(Collected data)
------------------------------
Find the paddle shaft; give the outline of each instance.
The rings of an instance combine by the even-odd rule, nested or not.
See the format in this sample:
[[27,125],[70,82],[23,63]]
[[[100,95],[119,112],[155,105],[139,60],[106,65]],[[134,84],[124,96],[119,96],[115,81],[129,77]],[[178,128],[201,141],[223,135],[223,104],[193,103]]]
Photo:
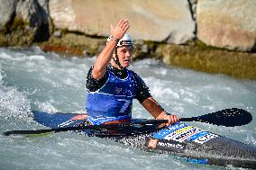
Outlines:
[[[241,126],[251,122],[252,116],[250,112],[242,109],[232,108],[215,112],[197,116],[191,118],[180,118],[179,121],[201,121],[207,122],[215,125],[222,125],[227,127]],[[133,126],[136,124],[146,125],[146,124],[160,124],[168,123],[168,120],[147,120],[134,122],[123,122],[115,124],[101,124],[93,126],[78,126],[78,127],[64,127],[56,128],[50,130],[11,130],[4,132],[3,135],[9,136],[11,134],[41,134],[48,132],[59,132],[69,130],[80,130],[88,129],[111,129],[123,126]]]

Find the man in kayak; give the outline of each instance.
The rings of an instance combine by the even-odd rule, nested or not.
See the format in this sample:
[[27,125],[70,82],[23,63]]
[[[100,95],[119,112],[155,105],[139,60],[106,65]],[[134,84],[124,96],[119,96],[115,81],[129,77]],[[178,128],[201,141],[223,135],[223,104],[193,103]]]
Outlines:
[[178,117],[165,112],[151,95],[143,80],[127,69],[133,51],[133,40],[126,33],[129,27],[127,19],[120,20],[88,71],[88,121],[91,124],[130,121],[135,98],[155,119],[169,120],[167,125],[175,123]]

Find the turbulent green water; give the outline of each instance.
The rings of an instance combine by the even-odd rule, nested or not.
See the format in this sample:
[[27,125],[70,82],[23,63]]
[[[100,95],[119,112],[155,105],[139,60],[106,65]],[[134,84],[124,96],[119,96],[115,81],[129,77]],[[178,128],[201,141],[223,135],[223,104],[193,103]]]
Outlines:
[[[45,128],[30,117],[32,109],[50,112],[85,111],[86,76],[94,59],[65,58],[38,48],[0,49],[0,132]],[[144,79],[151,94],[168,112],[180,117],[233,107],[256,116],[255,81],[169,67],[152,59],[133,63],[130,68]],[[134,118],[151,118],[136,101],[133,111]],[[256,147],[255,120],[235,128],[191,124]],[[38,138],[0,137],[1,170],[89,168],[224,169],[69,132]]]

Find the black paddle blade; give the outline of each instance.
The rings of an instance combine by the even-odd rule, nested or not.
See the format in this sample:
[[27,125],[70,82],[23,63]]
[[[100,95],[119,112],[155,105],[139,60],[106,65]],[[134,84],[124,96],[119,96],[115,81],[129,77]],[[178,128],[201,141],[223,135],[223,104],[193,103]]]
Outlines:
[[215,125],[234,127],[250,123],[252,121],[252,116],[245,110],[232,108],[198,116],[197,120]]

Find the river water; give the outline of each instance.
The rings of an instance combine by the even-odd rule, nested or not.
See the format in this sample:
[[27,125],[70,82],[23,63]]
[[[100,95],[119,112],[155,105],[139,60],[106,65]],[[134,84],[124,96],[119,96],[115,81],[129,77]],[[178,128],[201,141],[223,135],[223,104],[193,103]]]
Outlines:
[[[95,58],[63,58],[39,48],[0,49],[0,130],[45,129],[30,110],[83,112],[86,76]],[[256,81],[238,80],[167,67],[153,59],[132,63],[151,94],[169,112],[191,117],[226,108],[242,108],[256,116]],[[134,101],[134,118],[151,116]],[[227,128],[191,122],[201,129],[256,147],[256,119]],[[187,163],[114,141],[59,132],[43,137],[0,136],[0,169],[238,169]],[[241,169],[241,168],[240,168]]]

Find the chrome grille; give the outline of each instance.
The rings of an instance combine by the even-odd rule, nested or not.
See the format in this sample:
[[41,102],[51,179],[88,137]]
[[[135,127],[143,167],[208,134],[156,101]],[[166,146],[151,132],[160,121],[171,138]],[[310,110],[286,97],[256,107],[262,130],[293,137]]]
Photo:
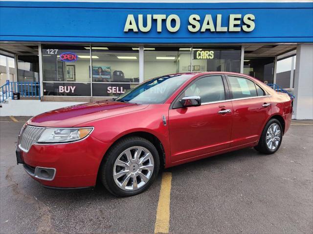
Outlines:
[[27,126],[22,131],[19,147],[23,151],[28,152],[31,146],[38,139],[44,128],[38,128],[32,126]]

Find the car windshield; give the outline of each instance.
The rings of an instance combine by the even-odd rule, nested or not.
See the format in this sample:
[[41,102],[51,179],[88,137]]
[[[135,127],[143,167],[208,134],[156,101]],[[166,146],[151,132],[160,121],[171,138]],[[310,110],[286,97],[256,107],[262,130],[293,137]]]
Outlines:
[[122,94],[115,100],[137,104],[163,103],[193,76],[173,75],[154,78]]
------------------------------
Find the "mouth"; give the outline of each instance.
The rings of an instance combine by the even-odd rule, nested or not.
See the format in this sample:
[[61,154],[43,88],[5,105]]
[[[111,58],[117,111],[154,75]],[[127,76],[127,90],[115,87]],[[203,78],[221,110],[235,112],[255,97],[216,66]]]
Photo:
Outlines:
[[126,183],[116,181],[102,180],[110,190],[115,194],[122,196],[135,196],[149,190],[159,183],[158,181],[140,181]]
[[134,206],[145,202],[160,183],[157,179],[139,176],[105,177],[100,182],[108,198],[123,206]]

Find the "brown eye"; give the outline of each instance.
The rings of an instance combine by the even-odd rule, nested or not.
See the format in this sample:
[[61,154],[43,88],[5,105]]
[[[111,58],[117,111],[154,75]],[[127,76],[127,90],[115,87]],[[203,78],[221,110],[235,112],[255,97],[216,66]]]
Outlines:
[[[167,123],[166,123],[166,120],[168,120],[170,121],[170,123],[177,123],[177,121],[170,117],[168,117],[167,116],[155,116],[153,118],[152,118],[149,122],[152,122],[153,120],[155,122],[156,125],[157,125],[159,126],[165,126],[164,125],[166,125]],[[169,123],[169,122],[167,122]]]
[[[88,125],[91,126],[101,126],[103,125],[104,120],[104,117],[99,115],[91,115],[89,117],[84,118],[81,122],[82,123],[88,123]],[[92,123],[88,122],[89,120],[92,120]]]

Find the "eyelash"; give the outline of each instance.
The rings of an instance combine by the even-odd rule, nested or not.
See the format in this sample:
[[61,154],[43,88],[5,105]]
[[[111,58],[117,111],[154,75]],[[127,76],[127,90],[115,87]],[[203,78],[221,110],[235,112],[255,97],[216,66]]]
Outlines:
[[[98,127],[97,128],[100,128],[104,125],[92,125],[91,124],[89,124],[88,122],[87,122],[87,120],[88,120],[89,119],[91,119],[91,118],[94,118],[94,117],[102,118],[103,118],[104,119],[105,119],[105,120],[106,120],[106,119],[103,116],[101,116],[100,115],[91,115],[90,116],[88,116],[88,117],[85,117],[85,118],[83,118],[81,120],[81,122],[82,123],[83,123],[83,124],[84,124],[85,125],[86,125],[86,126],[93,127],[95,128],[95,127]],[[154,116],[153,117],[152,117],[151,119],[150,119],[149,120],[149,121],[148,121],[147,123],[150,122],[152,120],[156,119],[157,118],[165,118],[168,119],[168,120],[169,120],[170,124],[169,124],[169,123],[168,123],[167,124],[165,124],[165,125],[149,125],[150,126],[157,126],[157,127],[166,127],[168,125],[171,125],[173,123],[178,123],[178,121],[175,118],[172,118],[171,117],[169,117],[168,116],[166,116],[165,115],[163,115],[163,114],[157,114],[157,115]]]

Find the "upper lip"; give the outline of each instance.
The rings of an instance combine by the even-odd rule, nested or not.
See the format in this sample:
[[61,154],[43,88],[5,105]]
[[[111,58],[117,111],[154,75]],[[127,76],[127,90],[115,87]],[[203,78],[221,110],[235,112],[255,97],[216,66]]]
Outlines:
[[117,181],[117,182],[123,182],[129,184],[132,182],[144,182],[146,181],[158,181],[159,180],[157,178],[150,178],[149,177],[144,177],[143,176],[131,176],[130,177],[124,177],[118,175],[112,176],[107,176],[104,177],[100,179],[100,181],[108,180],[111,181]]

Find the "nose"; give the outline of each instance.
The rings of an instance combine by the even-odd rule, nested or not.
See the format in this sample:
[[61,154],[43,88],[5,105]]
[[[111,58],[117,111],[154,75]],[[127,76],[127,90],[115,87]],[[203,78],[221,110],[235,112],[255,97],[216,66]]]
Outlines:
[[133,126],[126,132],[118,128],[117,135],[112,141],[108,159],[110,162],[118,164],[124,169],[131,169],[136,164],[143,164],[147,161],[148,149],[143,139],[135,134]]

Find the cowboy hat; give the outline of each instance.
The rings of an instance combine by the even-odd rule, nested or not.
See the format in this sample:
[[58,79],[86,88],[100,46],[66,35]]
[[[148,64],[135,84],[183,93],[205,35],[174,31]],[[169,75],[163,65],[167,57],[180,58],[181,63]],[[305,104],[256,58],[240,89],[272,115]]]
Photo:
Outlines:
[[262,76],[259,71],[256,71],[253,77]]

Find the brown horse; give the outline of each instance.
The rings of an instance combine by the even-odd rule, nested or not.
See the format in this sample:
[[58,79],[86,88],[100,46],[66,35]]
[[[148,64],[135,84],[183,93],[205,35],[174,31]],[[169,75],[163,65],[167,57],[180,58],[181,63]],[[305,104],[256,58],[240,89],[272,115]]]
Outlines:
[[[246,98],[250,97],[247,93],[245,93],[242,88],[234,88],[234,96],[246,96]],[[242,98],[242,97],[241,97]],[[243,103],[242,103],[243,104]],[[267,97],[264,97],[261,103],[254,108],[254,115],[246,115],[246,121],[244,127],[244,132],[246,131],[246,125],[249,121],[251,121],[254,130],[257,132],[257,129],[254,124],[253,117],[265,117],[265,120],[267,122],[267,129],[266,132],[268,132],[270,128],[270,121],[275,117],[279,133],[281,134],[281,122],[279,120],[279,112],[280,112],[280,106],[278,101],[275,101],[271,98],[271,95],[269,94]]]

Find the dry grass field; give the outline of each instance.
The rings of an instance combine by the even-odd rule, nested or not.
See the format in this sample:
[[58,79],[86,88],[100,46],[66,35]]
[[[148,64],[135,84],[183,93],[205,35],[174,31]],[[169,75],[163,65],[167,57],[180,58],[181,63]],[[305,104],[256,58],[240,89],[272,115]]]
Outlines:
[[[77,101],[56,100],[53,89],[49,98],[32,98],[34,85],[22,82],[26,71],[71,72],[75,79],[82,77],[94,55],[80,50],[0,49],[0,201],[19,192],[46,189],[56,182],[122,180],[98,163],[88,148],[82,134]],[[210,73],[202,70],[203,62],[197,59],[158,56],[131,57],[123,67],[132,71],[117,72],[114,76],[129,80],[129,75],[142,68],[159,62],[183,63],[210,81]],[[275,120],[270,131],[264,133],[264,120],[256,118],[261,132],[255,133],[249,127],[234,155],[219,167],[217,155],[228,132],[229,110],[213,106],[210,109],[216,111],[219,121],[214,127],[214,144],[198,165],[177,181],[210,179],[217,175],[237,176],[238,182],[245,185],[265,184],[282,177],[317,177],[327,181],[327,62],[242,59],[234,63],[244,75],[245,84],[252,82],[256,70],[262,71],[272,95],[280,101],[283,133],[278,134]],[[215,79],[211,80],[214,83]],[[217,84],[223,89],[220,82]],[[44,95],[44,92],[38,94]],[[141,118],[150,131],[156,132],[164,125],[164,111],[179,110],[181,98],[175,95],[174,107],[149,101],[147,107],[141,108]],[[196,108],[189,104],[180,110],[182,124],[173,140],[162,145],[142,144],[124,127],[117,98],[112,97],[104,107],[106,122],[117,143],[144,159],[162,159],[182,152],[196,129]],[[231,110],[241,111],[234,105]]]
------------------------------
What is being asked.
Return each line from the rows above that contains the word "brown", matching case exactly.

Correct response.
Find the "brown eye"; give the outline of each instance.
Find the brown horse; give the outline of each instance.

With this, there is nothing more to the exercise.